━━━━━ PAGE ━━━━━

« Loire » ou « Loir » :
de Du Bellay à Delpech,
comment s'y reconnaître ?
Pour le Français, qui ne passe pas pour un crack en géographie, la vie est tout sauf un long fleuve tranquille : entre Loir et Loire, il n'est pas toujours facile de mener sa barque orthographique ! Que l'on en juge...
Le regretté Michel Delpech a pourtant fait ce qu'il fallait pour le Loir-et-Cher : on a beau, à l'entendre, y marcher dans la boue, le risque, grâce à lui, est moindre de se ramasser que pour l'Eure-et-Loir, l'Indre-et-Loire, le Maine-et-Loire et la Saône-et-Loire ! Cela dit, il existe un truc infaillible, que les initiés nous pardonneront de révéler ici : pour ces départements à problèmes, le nombre de lettres est toujours identique de part et d'autre de la conjonction et ! Elle n'est pas belle, l'orthographe, quand elle se plie en quatre pour vous aider à retenir une liste de départements que vous n'apprenez plus ?
Mais puisqu'il semble acquis que, par-delà les siècles, les grands esprits sont appelés à se rencontrer, comment ne pas faire allusion à l'un des plus fameux poèmes de notre littérature, à savoir Heureux qui comme Ulysse, de Joachim du Bellay ? Qui ne connaît en effet son antépénultième vers, « Plus mon Loire gaulois que le Tibre latin » ?

━━━━━

• _CONSIGNE_: Reprenez le texte ci-dessus sur la Loire et le Loir et poursuivez-le à partir de sa dernière phrase. La liste n'est pas utile ici.

━━━━━ DONNÉES FOURNIES ━━━━━

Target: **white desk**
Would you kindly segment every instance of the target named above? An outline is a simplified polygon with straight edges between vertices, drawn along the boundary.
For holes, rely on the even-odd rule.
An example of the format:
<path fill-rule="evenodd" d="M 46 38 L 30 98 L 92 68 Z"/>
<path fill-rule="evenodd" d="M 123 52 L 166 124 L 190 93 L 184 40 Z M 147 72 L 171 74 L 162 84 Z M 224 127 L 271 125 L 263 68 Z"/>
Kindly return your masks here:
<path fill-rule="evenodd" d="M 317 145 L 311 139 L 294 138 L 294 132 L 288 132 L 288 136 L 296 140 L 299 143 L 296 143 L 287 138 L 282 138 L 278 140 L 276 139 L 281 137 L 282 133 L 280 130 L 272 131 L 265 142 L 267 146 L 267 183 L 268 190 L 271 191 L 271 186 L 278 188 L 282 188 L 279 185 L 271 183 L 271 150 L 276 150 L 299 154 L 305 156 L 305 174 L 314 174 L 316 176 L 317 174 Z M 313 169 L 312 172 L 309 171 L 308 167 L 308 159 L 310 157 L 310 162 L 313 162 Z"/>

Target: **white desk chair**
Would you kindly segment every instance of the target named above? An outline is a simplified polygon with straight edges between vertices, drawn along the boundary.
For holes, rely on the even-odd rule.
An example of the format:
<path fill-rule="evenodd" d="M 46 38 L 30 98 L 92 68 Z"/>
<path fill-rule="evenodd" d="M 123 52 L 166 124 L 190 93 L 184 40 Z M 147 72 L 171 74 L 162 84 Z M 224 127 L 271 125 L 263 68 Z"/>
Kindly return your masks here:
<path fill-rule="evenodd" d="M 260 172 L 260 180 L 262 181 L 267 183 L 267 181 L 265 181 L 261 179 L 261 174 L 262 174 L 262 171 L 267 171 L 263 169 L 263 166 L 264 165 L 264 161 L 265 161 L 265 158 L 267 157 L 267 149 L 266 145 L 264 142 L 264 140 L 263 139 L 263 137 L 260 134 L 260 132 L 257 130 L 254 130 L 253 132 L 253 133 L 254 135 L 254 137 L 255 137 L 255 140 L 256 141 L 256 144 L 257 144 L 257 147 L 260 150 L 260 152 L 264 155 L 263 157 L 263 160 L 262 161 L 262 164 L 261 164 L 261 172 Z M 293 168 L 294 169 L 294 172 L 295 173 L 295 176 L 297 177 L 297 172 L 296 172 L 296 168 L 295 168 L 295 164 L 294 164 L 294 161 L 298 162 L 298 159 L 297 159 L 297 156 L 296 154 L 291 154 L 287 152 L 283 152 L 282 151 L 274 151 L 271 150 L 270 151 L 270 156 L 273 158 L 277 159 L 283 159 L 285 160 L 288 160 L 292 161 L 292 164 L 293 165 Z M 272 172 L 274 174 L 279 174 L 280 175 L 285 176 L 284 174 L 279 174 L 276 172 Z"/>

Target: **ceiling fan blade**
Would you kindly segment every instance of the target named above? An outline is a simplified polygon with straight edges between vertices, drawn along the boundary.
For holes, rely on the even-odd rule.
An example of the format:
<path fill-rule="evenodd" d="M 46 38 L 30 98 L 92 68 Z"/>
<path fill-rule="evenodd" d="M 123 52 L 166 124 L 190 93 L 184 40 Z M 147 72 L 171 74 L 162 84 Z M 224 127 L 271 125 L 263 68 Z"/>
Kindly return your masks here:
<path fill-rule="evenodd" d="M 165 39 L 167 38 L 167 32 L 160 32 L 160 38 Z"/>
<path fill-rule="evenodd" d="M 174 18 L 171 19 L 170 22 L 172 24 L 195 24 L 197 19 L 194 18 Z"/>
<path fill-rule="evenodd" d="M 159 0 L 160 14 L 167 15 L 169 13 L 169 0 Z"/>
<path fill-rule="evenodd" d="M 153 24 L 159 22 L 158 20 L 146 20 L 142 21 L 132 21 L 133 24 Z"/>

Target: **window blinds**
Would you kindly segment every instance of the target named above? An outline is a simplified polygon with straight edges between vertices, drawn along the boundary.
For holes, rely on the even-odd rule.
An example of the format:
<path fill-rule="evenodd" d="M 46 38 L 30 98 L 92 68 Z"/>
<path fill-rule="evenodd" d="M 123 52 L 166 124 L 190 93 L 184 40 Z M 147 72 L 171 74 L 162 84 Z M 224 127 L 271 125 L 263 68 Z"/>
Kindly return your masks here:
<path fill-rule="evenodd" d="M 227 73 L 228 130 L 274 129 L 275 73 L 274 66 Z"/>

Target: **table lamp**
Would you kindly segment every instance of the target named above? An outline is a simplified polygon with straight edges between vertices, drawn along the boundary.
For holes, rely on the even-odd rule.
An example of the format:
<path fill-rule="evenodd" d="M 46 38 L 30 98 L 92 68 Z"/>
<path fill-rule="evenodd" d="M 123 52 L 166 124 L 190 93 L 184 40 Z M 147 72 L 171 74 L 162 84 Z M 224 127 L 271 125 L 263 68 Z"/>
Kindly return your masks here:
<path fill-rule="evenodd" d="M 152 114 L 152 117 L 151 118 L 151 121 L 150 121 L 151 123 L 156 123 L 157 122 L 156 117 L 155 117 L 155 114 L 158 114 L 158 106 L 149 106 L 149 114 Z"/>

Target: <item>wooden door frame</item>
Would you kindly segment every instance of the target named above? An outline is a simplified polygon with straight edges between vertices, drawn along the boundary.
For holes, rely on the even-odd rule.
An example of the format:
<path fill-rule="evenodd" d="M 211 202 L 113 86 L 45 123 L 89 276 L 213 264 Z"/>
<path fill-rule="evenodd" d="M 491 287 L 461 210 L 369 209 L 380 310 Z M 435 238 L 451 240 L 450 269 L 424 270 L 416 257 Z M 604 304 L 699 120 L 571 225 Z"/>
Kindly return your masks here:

━━━━━

• _RÉPONSE_:
D'aucuns se sont étonnés de ce masculin, au point de rétablir — la Toile en témoigne abondamment — la graphie Loir. Et ce, en contradiction flagrante avec les règles les plus élémentaires de la prosodie puisque, sans ce « e » qui doit se prononcer devant une consonne, on se retrouve ipso facto avec un vers boiteux de... onze syllabes !
Il en faudrait plus pour démonter les tenants du Loir, lesquels nous expliquent que c'est précisément pour satisfaire aux besoins de l'alexandrin que Du Bellay a ajouté un « e » à l'affluent de la Sarthe... Mais il suffit de déplier une carte pour constater que le village natal du poète (le « petit Liré » du vers suivant), de même que la capitale angevine dont il vante la douceur, est beaucoup plus proche de la Loire que du Loir !
Quant au masculin, s'il a de quoi surprendre les lecteurs du XXIe siècle que nous sommes, il s'explique plus sûrement par la tradition latine — bien vivace encore, même chez des poètes de la Pléiade décidés à promouvoir la langue française — qui masculinisait les fleuves. Tout cela coule finalement de source, non ?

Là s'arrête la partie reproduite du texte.